Passage shown:
In the previous two articles of this series we discussed chapter 3 relating to storage and retrieval techniques, check them out here and here.

In this article we will talk about chapter 4 of the book which discusses Encoding and Evolution. Applications inevitably change over time. Features are added or modified as new products are launched, user requirements become better understood, or business circumstances change. This necessitates that developers should consider evolvability while building their applications to make them easy to adapt to changes.

In this chapter will concentrate on data encoding/decoding techniques and their evolvability properties. We will discuss standardized encoding techniques like JSON and XAML and binary encoding techniques like Thrift and Protocol Buffers.

Compatibility

The most common type of change that happens to an application during its life cycle is a change in the underlying data model. As we discussed in chapter 2, some data models like the relational model assume that all data conform to a rigid schema, so any changes in the data like adding a new field or changing the type of one field all translate into schema changes in the data store used. Other models like the document model however are schemaless, in the sense that changing the data can most likely be accommodated without any changes to the data store.

The other, also common type of change, is an application code change, like for example a change in an API contract. Those changes are also tricky to handle since the server and its consumers agree to a contract, breaking that contract will cause the consumers to not be able to understand the server anymore and vice versa. Sometimes, it's easy to change both the server and the consumers simultaneously, but in other cases, this is just not doable.

Which brings us to compatibility, there are two types of compatibility:

1. Backward compatibility: Newer code can read data that was written by older code.
2. Forward compatibility: Older code can read data that was written by newer code.

Backward compatibility is normally not hard to achieve as author of the newer code, you know the format of data written by older code, and so you can explicitly handle it (if necessary by simply keeping the old code to read the old data). Forward compatibility can be trickier, because it requires older code to ignore additions made by a newer version of the code.

Formats for Encoding Data

In this chapter we will look at several formats for encoding data, including JSON, XML, Protocol Buffers, Thrift, and Avro. In particular, we will look at how they handle schema changes and how they support systems where old and new data and code need to coexist.

When encoding data, you can either choose a language specific encoding, like for example if you're using Java, it provides java.io.Serializable which encodes entities in the memory in a byte format that can be sent over networks or written to disks or anything. The problem with this approach is those language dependent encodings assume a specific language on both ends, translating the serialization into a different language is often very hard.

The language specific approach is very limiting and thus not widely used. On the other hands, there are universal/standard formats that can be used which are called standardized encodings, like for example JSON, XML, HAML, CSV, etc. Those define a specific syntax that's standardized and implemented in almost all languages, so data encoded in a JSON format for example can be decoded by almost any language in existence. Some of those encodings are more popular to others, some of them are less verbose than others and some have problems that don't exist in others and vice versa, so preferences vary but they all have the same idea of sending textual data in a standardized format.

Binary encoding

For data that is used only internally within your organization, there is less pressure to use a lowest-common-denominator encoding format. For example, you could choose a format that is more compact or faster to parse. For a small dataset, the gains are negligible, but once you get into the terabytes, the choice of data format can have a big impact.

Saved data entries
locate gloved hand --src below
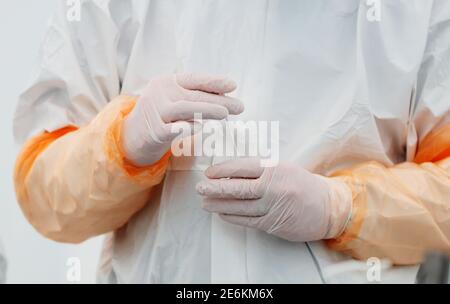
[197,159,352,242]
[122,74,244,166]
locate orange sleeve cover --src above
[327,124,450,265]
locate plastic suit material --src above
[328,124,450,265]
[14,0,450,283]
[197,159,352,242]
[123,74,243,166]
[0,242,7,284]
[14,97,168,243]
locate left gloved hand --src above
[197,159,352,242]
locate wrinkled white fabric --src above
[122,74,244,166]
[0,241,7,284]
[197,159,352,242]
[14,0,450,283]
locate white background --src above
[0,0,101,283]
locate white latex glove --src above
[197,159,352,242]
[122,74,244,166]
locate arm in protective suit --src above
[14,1,243,242]
[327,124,450,264]
[327,1,450,265]
[14,1,168,242]
[14,97,169,243]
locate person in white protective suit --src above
[14,0,450,283]
[0,241,7,284]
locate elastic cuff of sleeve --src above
[325,179,353,239]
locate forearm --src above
[14,97,169,243]
[328,122,450,264]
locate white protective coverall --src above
[0,241,7,284]
[14,0,450,283]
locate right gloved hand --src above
[122,74,244,166]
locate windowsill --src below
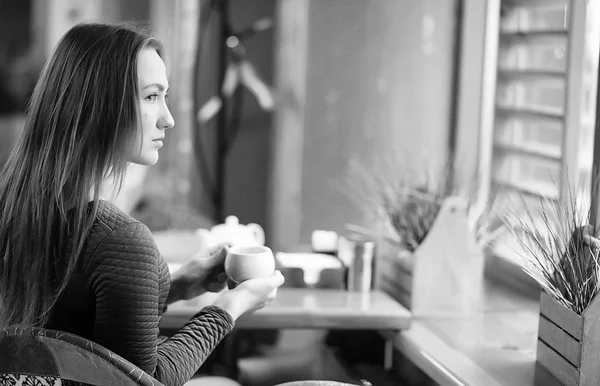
[394,278,560,386]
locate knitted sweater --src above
[46,201,233,385]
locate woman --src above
[0,24,283,385]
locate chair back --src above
[0,328,163,386]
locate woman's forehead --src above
[138,48,169,90]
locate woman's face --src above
[129,48,175,166]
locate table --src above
[161,288,411,331]
[394,280,560,386]
[160,288,411,370]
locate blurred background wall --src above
[0,0,458,252]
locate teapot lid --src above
[211,215,240,232]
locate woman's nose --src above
[159,106,175,129]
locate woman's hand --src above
[168,244,228,303]
[214,271,285,320]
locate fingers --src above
[227,278,237,289]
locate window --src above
[481,0,600,266]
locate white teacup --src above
[225,245,275,284]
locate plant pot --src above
[377,197,484,317]
[537,291,600,386]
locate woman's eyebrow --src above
[142,83,169,92]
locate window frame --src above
[454,0,600,297]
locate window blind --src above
[490,0,591,211]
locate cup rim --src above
[229,245,272,255]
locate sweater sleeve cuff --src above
[194,305,235,331]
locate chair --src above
[0,328,237,386]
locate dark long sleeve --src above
[85,222,233,385]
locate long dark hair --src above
[0,24,162,328]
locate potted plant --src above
[507,184,600,386]
[344,159,503,316]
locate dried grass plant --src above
[506,184,600,314]
[346,157,504,252]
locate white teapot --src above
[198,216,265,247]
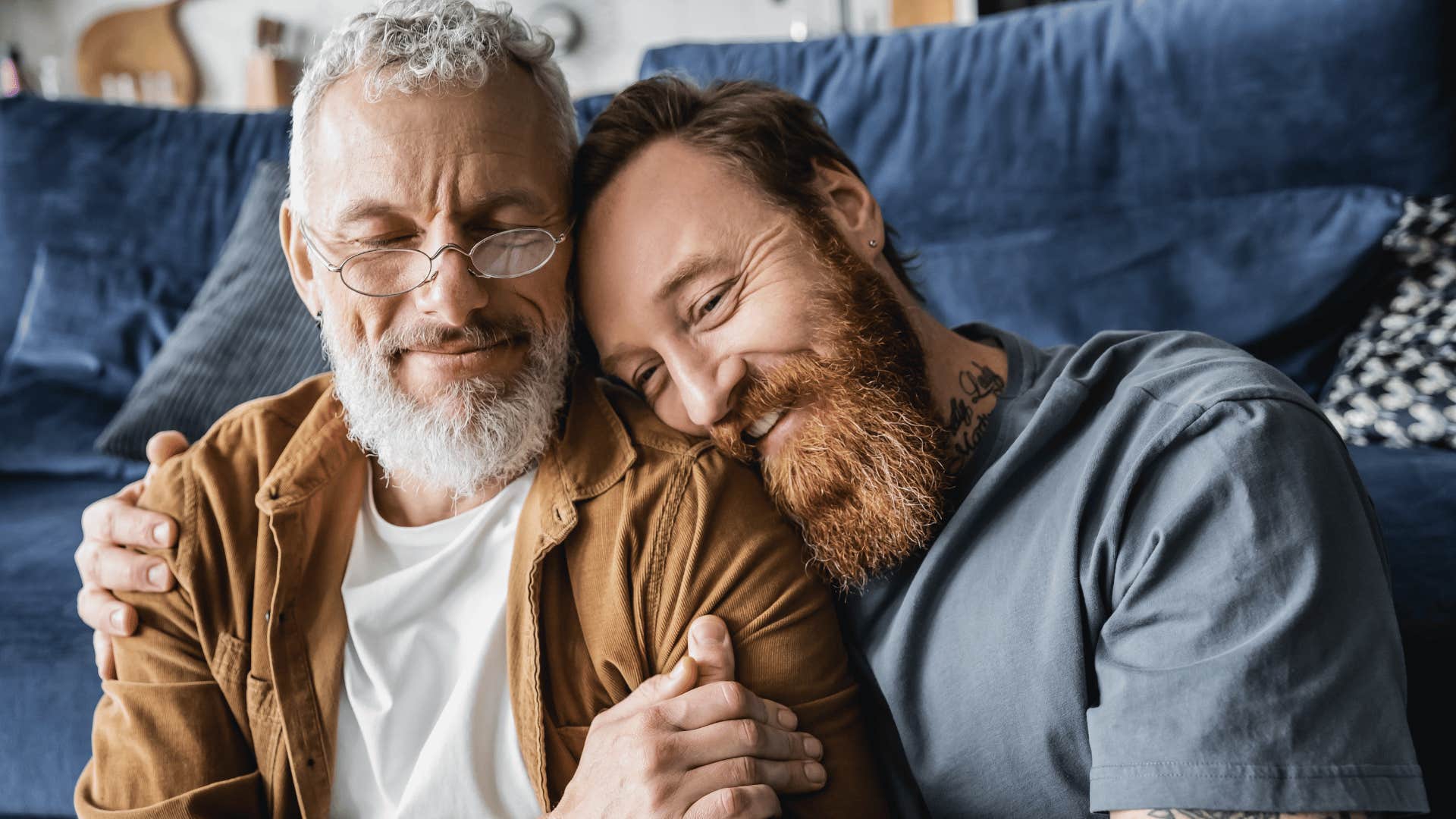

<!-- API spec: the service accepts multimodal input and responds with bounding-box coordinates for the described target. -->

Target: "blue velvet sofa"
[0,0,1456,814]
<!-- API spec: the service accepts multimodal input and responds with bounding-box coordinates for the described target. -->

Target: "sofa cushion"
[0,245,196,400]
[96,162,326,459]
[1350,446,1456,620]
[0,96,288,369]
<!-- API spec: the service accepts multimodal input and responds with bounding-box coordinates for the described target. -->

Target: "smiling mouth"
[403,335,526,356]
[742,410,788,446]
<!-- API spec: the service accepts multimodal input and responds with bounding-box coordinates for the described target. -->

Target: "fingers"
[82,487,177,549]
[76,586,136,637]
[655,682,798,730]
[682,786,783,819]
[76,541,172,592]
[684,756,828,792]
[673,720,824,768]
[147,430,187,475]
[92,631,117,679]
[687,615,736,685]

Required tasks:
a. Edit the encoding article between "In this chapter we" and "need to coexist.", inclusive, and write that part out again with "Avro" changed to "MessagePack".
b. Continue the article on data encoding from its final sentence onward.

Exercise results:
a.
In this chapter we will look at several formats for encoding data, including JSON, XML, Protocol Buffers, Thrift, and MessagePack. In particular, we will look at how they handle schema changes and how they support systems where old and new data and code need to coexist.

b.
To understand binary encoding, let's take an example of a binary encoding technique called MessagePack, let's assume we have the following JSON data:

{
   "userName": "Martin",
   "favoriteNumber": 1337,
   "interests": ["daydreaming", "hacking"]
}

This will produce an encoding like this:

How does that work?

1. The first byte, 0x83, indicates that what follows is an object (top four bits = 0x80) with three fields (bottom four bits = 0x03).
2. The second byte, 0xa8, indicates that what follows is a string (top four bits = 0xa0) that is eight bytes long (bottom four bits = 0x08).
3. The next eight bytes are the field name userName in ASCII. Remember that we already indicated its character size in the previous byte (8 characters indicated by the bottom four bits 0x08.
4. The next seven bytes encode the six-letter string value Martin with a prefix 0xa6, and so on.

The binary encoding is 66 bytes long, which is only a little less than the 81 bytes taken by the textual JSON encoding (with whitespace removed). All the binary encodings of JSON are similar in this regard. The difference here might look small, but in very large scale applications, such a small difference can reduce a lot of data transfer incurred costs.

In the following sections we will see how we can do much better, and encode the same record in just 32 bytes.

Thrift and Protocol Buffers

Thrift and Protocol Buffers are both binary encoding techniques developed by Facebook and Google respectively. They are able to do a much more compact binary representation of textual data, but the main difference from something like MessagePack is that they require a schema.

Let's take protocol buffers as an example to encode the same JSON data as in the previous example, the encoding will look like this:

How does that work?

First of all as mentioned before, protocol buffers needs a schema, the schema for protocol buffers will look like so:

message Person {
   required string user_name = 1;
   optional int64 favorite_number = 2;
   repeated string interests = 3;
}

As you may have already guessed, it did a very simple trick over MessagePack, it differed metadata encoding like for example, field names, types, the number of fields, etc. to the schema defined on both sides of the communication channel. So for example, instead of saying the field user_name, I can just say 1 which is a much more compact way.

Now let's take a look at how Protocol Buffers employs this schema to do better than MessagePack:

1. The first byte, 0x0a, indicates that this is the field with tag = 1 has type string, (highest 4 bits = 0x0) and (lowest 4 bits = 0xa).
2. The next byte indicates the length of the value to come, which is 6 characters in case of the value Martin, so 0x06.
3. The next six bytes encode the six-letter string value Martin and so on.

So here we saved:

1. The first byte in MessagePack that indicated that the message is a struct with 3 fields.
2. The eight bytes that represented the field name userName.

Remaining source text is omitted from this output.